Localisation
Située dans le département de l’Aisne, sur la route du Champagne, la ville de Château-Thierry abrite depuis 1970 celle qui est appelée : l’ancienne piscine. Château Thierry est une ancienne cité médiévale connue pour de nombreux faits historiques dont la guerre franco-prussienne de 1870 et la Première guerre mondiale. Elle est présentée comme la ville de Jean de la Fontaine et regorge d’architectures du passé. Parmi elles, la piscine dessinée par les architectes Vaudou et Luthi, patrimoine du XXe. Son terrain en entrée de ville, longé par une rocade en bord de la Marne lui vaut d’être convoitée.
Succincte chronologie des événements
L’ancienne piscine de Château-Thierry, en France édifiée entre 1967 et 1971 par les architectes Olivier VAUDOU et Reymond LUTHI s’inscrit dans les programmes de la Ve République qui popularisent les sports et les loisirs. Cette politique du Front Populaire en France permet le développement de nombreux équipements de proximité aux formes architecturales singulières, prestigieuses et réfléchies. C’est ainsi qu’appelés par la municipalité les architectes aménagent avenue d’Essômes à Château Thierry un ensemble architectural composé d’une piscine sur mesure, d’un camping, une loge de gardien …. Situés sur un vaste site naturel, proche des bords de la Marne, les bassins offrent un accès et une vue privilégiés sur la rivière ; les divers équipements que constituent le projet mutualisent ainsi leurs moyens au service des pratiques sportives (apprentissage de la natation et compétitions) et de loisirs (baignade, randonnées, camping…) pensées en adéquations avec le site et pour les habitants.
-A partir des années 80 avec le développement des zones industrielles aux alentours le contexte urbain commence progressivement à se modifier.
-En 1999 un restaurant Mc Donald’s et une aire pour camping-car remplacent le camping existant, dont seul le bloc désaffecté des sanitaires vandalisés reste debout, à l’arrière du site, caché par la végétation.
- S’en suit en 2006 la construction d’un nouveau bâtiment pour le club de canoë.
- La piscine de Vaudou et Luthi ferme 2016, au profit d’un nouveau complexe aquatique inauguré la même année au nord de la ville.

########################################

■ TÂCHES À RÉALISER ■
a: Reproduisez, dans le texte sur l'ancienne piscine de Château-Thierry, tout le passage allant de « Localisation » jusqu'à « vaut d’être convoitée. ».
b: Reprenez la rédaction du texte sur l'ancienne piscine de Château-Thierry à partir de l'endroit où il s'arrête.

########################################

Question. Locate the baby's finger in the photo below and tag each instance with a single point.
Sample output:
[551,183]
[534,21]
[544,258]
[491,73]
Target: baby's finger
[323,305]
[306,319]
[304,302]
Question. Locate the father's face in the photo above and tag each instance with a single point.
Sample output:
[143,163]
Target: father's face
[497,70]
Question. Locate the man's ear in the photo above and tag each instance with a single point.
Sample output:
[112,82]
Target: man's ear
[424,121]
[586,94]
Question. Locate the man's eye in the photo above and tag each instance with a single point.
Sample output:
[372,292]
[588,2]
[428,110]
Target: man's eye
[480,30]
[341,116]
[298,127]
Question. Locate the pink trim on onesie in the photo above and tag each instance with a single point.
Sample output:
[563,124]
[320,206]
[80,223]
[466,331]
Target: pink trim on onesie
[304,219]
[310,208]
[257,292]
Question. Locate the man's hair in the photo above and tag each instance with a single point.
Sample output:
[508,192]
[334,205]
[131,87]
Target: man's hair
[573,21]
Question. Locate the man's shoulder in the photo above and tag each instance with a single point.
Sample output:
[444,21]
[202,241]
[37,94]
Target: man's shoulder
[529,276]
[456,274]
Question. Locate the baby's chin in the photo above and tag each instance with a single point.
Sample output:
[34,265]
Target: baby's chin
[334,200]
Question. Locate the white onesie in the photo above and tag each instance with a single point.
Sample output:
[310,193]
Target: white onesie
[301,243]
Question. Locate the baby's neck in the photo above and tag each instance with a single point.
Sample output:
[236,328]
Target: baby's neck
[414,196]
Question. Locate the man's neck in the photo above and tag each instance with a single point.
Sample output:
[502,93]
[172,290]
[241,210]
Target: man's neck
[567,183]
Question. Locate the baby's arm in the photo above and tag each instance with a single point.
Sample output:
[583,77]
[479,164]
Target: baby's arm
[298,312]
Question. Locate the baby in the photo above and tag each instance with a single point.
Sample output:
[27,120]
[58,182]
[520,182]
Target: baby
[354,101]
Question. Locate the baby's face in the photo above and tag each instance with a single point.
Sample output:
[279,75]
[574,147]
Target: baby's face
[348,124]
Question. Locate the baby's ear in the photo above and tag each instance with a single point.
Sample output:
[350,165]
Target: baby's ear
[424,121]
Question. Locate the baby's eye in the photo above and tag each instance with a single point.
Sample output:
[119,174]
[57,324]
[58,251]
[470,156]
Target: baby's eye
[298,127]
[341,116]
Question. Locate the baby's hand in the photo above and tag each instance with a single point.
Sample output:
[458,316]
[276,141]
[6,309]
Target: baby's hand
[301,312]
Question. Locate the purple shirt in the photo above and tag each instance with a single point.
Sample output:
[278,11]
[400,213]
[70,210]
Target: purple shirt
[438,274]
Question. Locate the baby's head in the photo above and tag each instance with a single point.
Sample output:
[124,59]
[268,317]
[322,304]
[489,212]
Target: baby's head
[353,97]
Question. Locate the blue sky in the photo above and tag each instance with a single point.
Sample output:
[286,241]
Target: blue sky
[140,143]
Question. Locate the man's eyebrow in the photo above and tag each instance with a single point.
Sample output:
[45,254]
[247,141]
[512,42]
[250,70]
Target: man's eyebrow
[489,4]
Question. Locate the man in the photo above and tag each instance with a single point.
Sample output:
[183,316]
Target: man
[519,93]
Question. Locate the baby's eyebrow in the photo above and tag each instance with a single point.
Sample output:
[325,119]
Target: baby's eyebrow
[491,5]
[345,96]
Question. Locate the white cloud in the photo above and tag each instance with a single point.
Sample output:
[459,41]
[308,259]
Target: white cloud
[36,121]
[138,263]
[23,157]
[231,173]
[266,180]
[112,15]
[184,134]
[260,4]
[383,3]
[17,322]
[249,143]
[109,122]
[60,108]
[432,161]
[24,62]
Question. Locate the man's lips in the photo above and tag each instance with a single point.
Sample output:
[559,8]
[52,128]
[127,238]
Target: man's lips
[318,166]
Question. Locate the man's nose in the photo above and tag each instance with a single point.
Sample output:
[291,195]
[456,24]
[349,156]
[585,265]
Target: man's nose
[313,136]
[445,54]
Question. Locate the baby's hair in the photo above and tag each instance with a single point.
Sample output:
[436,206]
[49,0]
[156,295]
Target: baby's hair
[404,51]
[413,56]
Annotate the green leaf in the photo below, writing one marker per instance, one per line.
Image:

########################################

■ LISTE DES RÉPONSES ■
a:
Localisation
Située dans le département de l’Aisne, sur la route du Champagne, la ville de Château-Thierry abrite depuis 1970 celle qui est appelée : l’ancienne piscine. Château Thierry est une ancienne cité médiévale connue pour de nombreux faits historiques dont la guerre franco-prussienne de 1870 et la Première guerre mondiale. Elle est présentée comme la ville de Jean de la Fontaine et regorge d’architectures du passé. Parmi elles, la piscine dessinée par les architectes Vaudou et Luthi, patrimoine du XXe. Son terrain en entrée de ville, longé par une rocade en bord de la Marne lui vaut d’être convoitée.

b:
- En décembre 2019 sans en référer aux ayants droit des auteurs, la mairie cède la piscine et son terrain au prix de 700 000 € à l’investisseur BBFD-BNB pour démolition. Le futur projet présente deux constructions neuves qui abriterait de la restauration rapide entourées de zones de stationnements. Une association de défense réclame la reconsidération du projet, prônant une reconversion plutôt qu’une destruction du patrimoine castel. Cette démarche est appuyée par une enquête de mars 2016 du magazine municipal “à CT” auprès des habitants qui sont 66% à être favorables à une réhabilitation culturelle ou sportive de la piscine. En 2019, jusqu’à la vente du site, l’occupation partielle des locaux par une association et un commerce avaient permis de conserver l’ensemble dans un bon état et prouve qu’une réhabilitation est possible, comme en témoignent les photos présentées ci-après dans l’article.
- Au début du mois d’avril 2020, commencent les travaux de désamiantage. Les menuiseries, les faux plafonds et une centaine de mètres carrés de petits carreaux de céramiques sont déposés. Lundi 25 mai 2020, la Société protectrice des paysages et de l'esthétique de la France rappelle au tribunal administratif d’Amiens l’urgence de statuer, alertant sur la présence d‘engins de démolition, suite au recours pour l'annulation du permis de construire également déposé par la SPPEF le 31 mai 2019 en cours d’instruction. Le même jour, à 21h00 la démolition soudaine de la Piscine commence avec des pelleteuses louées qui détruisent toute une partie du site. Malgré plusieurs irrégularités les démolitions continuent malgré la présence des forces policières. Le propriétaire du site joint par téléphone assure n’avoir donné aucune consigne de cet ordre. La loge du gardien, la galerie et l’entrée de la piscine sont mises à terre, seul le bâtiment des bassins reste debout.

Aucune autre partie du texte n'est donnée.